BEGIN

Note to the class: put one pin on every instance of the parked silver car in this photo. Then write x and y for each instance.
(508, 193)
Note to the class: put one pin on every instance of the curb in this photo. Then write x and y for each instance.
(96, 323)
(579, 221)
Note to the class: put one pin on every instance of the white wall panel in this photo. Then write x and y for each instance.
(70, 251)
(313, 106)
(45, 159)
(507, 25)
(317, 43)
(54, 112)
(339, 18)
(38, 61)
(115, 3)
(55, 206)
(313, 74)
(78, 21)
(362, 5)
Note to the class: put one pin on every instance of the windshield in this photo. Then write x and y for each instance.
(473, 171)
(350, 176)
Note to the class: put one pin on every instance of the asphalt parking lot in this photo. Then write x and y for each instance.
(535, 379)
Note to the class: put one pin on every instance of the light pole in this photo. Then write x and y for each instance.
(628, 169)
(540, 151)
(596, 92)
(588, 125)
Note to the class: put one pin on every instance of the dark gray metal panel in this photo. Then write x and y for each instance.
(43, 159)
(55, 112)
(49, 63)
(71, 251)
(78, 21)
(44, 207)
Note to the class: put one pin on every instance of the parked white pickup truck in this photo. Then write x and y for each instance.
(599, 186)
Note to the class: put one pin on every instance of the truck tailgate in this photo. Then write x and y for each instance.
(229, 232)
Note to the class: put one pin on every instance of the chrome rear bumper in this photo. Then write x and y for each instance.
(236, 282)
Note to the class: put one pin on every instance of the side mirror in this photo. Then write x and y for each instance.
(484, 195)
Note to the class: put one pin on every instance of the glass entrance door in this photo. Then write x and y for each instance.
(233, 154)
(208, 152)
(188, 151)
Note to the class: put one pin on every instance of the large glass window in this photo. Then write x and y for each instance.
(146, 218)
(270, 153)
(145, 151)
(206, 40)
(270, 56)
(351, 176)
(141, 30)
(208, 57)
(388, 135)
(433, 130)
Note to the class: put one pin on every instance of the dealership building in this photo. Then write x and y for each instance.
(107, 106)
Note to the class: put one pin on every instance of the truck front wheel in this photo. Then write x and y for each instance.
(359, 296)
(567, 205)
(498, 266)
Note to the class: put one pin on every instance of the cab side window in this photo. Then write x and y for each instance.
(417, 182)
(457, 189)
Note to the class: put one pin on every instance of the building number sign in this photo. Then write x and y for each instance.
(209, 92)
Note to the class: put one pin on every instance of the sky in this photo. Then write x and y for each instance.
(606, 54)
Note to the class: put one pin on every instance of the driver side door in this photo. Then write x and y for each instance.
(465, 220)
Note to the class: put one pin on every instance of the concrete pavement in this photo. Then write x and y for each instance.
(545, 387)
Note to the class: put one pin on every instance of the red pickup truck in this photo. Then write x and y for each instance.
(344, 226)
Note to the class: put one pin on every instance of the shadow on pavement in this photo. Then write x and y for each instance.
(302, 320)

END

The reply must consist solely of the lines from the one containing "of the driver" through the last line of the data, reproduced exactly.

Note to the class: put one pin on every instance of the driver side door in this photo. Then write x and y for each instance.
(465, 220)
Note to the class: put one pin on every instance of the concrete pavement in this photo. Then write x and y for each instance.
(545, 387)
Note to the class: put one pin on every instance of the red pickup truck in this photo. Then write x and y for each instance.
(344, 226)
Note to the class: put one pin on every instance of the shadow on pavement in this photo. Then write x and y for each instance.
(302, 320)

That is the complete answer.